— EXERCISE DESCRIPTION —
Extract every line below that contains the string "Answer", copying each one in full. Case matters.

— MATERIAL FOR THE TASK —
* * *
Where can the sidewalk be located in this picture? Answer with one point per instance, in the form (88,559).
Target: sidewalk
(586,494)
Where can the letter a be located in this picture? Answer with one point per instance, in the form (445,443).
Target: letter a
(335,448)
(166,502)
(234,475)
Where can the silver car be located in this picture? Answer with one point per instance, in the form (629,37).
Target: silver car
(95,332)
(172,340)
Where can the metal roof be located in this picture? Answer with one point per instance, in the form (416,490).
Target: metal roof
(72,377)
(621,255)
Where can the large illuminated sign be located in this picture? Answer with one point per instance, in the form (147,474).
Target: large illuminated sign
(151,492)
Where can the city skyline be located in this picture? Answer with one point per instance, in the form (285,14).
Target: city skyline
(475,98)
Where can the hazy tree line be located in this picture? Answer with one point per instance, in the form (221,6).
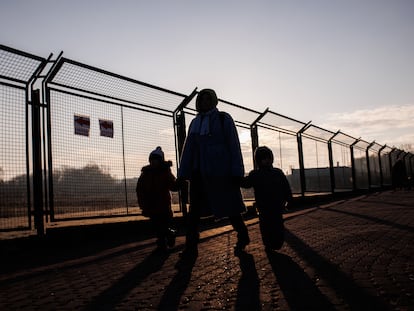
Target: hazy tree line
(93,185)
* * *
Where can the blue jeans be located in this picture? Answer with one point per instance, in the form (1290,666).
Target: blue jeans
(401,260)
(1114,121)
* * *
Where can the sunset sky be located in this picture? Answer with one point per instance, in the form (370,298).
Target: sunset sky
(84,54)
* * *
— THE SOLUTION —
Where can the sidewalk be located in this picture? Answer with one point per instance, in the form (88,559).
Where can the letter a be located in this picture? Answer with one point per instance, in the form (445,443).
Where can the silver car be located in this picture? Answer with one point per instance, in the form (629,37).
Where can the metal roof be located in this picture? Answer with one point per instance, in the form (416,490).
Where can the large illuminated sign be located in this picture? Answer with one point per instance, in the form (147,474).
Where can the city skyline be located in this picture? Answer with one point per instance, in the form (285,14).
Where can the hazy tree line be located in this picture? Answer with one point per instance, in the form (221,6).
Where can the blue jeans be located in this picture? Answer with one point per instance, in the form (1290,666).
Where can the sunset sky be located in this picture? Answer with one point per instance, in the form (370,298).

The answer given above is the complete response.